• **WORK INSTRUCTIONS**: What you give back should be only the lines from the one holding "drop a point: the leaf cluster" through the final line of the records, each reproduced exactly.
(Beginning of DATA TO PROCESS)
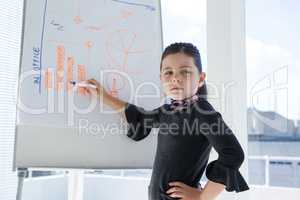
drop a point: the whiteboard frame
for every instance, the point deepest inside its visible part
(15, 165)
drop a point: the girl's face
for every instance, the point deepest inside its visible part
(179, 76)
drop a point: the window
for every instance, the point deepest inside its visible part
(273, 63)
(10, 36)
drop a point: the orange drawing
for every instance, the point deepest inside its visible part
(88, 44)
(77, 19)
(81, 76)
(114, 91)
(120, 45)
(124, 15)
(115, 83)
(60, 58)
(48, 78)
(70, 64)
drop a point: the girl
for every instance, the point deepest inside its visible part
(189, 127)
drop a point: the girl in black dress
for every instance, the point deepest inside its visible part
(189, 127)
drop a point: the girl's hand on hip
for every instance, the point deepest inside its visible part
(183, 191)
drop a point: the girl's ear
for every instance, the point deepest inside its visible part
(202, 78)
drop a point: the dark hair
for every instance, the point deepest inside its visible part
(189, 50)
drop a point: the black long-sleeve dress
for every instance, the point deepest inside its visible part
(184, 142)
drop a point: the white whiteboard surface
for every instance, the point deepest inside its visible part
(117, 42)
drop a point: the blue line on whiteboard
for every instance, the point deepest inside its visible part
(152, 8)
(41, 47)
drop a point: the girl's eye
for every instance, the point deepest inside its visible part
(185, 72)
(168, 73)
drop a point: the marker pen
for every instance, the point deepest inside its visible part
(83, 84)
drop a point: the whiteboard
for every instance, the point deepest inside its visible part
(117, 42)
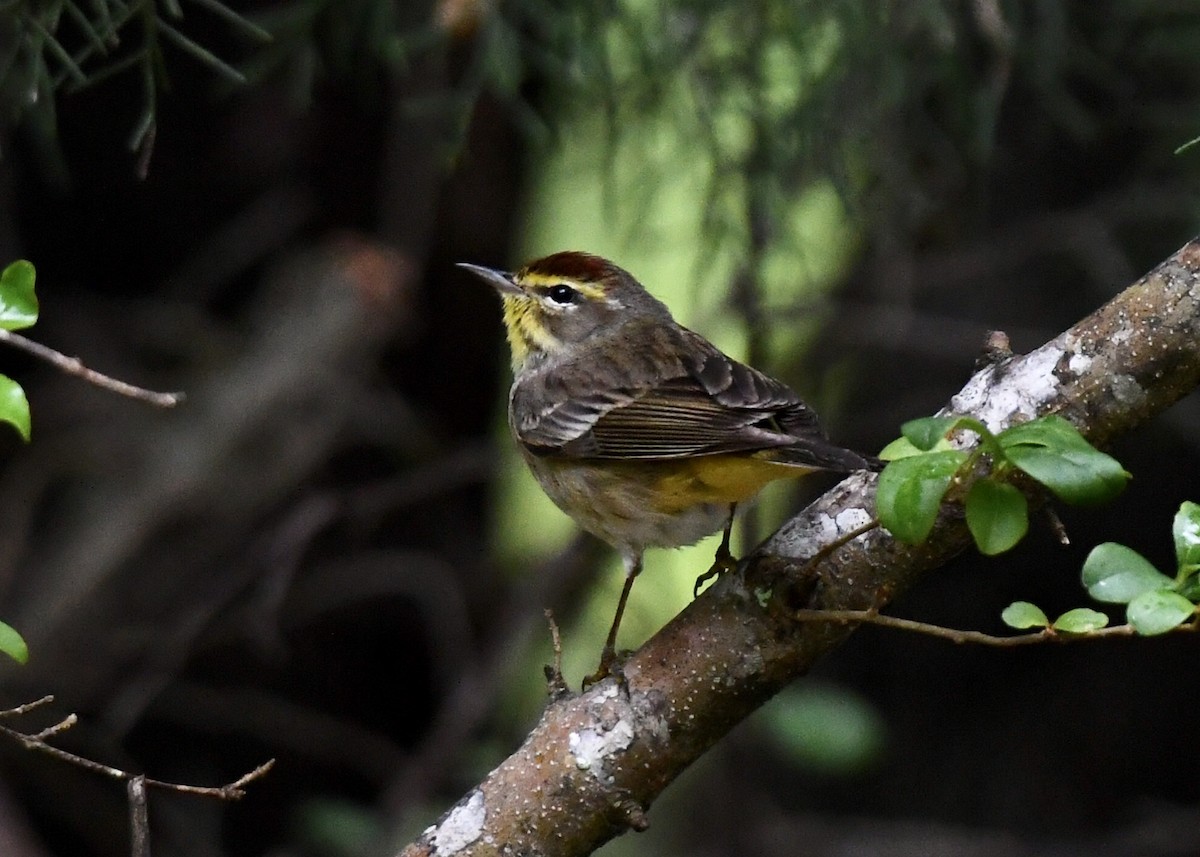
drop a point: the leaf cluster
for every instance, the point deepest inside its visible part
(End of DATA TO PROCESS)
• **PROBLEM SOLUTION**:
drop a point: the leaf cluster
for every instance, the point deepest inside its visible part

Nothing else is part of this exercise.